[INSTRUCTIONS]
a. In the thread about getting p-values from a glm, when do the p-values get computed?
b. Carry on the thread about getting p-values from a glm, starting right after its last line.

[GIVEN TEXT]
· · · · · · ·
Extract pvalue from glm
Asked Answered
I

5

53

I'm running many regressions and am only interested in the effect on the coefficient and p-value of one particular variable. So, in my script, I'd like to be able to just extract the p-value from the glm summary (getting the coefficient itself is easy). The only way I know of to view the p-value is using summary(myReg). Is there some other way?

e.g.:

fit <- glm(y ~ x1 + x2, myData)
x1Coeff <- fit$coefficients[2] # only returns coefficient, of course
x1pValue <- ???

I've tried treating fit$coefficients as a matrix, but am still unable to simply extract the p-value.

Is it possible to do this?

Thanks!

Indispose answered 23/5, 2014 at 22:2 Comment(0)
V
74

You want

coef(summary(fit))[,4]

which extracts the column vector of p values from the tabular output shown by summary(fit). The p-values aren't actually computed until you run summary() on the model fit.

By the way, use extractor functions rather than delve into objects if you can:

fit$coefficients[2]

should be

coef(fit)[2]

If there aren't extractor functions, str() is your friend. It allows you to look at the structure of any object, which allows you to see what the object contains and how to extract it:

summ <- summary(fit)

> str(summ, max = 1)
List of 17
 $ call          : language glm(formula = counts ~ outcome + treatment, family = poisson())
 $ terms         :Classes 'terms', 'formula' length 3 counts ~ outcome + treatment
  .. ..- attr(*, "variables")= language list(counts, outcome, treatment)
· · · · · · ·
Entries on locating named things:
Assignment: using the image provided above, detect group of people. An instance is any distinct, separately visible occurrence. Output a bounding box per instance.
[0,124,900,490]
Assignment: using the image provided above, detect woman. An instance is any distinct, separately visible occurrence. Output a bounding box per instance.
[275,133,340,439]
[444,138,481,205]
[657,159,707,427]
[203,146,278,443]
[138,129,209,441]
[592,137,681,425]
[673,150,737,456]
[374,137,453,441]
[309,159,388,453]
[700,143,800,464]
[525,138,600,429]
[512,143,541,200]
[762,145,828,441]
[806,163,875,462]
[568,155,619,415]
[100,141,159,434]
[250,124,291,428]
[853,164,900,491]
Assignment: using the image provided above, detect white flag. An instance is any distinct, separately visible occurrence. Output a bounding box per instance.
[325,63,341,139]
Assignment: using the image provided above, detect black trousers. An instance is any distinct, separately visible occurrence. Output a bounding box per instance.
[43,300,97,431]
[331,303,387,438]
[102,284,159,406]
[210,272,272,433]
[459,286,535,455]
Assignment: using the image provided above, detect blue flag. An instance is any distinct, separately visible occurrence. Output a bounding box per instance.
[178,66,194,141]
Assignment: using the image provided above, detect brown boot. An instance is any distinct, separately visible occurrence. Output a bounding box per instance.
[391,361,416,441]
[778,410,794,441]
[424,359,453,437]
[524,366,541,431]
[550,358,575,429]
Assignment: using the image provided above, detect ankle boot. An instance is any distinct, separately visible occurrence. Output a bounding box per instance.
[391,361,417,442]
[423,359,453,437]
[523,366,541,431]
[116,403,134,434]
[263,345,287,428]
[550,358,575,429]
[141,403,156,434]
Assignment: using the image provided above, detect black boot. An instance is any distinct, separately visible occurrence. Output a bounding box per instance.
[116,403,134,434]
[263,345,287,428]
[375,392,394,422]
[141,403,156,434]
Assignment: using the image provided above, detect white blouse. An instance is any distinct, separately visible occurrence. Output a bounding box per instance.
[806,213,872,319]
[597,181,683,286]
· · · · · · ·
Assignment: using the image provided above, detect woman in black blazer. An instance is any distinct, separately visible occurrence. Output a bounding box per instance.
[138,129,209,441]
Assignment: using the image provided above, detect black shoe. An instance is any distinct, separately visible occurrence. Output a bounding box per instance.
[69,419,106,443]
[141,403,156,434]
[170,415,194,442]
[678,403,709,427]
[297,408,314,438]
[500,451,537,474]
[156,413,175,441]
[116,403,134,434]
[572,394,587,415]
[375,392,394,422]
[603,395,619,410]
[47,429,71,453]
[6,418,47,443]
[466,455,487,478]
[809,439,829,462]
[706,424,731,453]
· · · · · · ·
[EXPECTED OUTPUTS]
a. Only when summary() is run on the model fit.

b.
  .. ..- attr(*, "factors")= int [1:3, 1:2] 0 1 0 0 0 1
  .. .. ..- attr(*, "dimnames")=List of 2
  .. ..- attr(*, "term.labels")= chr [1:2] "outcome" "treatment"
  .. ..- attr(*, "order")= int [1:2] 1 1
  .. ..- attr(*, "intercept")= int 1
  .. ..- attr(*, "response")= int 1
  .. ..- attr(*, ".Environment")=<environment: R_GlobalEnv> 
  .. ..- attr(*, "predvars")= language list(counts, outcome, treatment)
  .. ..- attr(*, "dataClasses")= Named chr [1:3] "numeric" "factor" "factor"
  .. .. ..- attr(*, "names")= chr [1:3] "counts" "outcome" "treatment"
 $ family        :List of 12
  ..- attr(*, "class")= chr "family"
 $ deviance      : num 5.13
 $ aic           : num 56.8
 $ contrasts     :List of 2
 $ df.residual   : int 4
 $ null.deviance : num 10.6
 $ df.null       : int 8
 $ iter          : int 4
 $ deviance.resid: Named num [1:9] -0.671 0.963 -0.17 -0.22 -0.956 ...
  ..- attr(*, "names")= chr [1:9] "1" "2" "3" "4" ...
 $ coefficients  : num [1:5, 1:4] 3.04 -4.54e-01 -2.93e-01 1.34e-15 1.42e-15 ...
  ..- attr(*, "dimnames")=List of 2
 $ aliased       : Named logi [1:5] FALSE FALSE FALSE FALSE FALSE
  ..- attr(*, "names")= chr [1:5] "(Intercept)" "outcome2" "outcome3" "treatment2" ...
 $ dispersion    : num 1
 $ df            : int [1:3] 5 4 5
 $ cov.unscaled  : num [1:5, 1:5] 0.0292 -0.0159 -0.0159 -0.02 -0.02 ...
  ..- attr(*, "dimnames")=List of 2
 $ cov.scaled    : num [1:5, 1:5] 0.0292 -0.0159 -0.0159 -0.02 -0.02 ...
  ..- attr(*, "dimnames")=List of 2
 - attr(*, "class")= chr "summary.glm"

Hence we note the coefficients component which we can extract using coef(), but other components don't have extractors, like null.deviance, which you can extract as summ$null.deviance.

Voluntaryism answered 23/5, 2014 at 22:5 Comment(13)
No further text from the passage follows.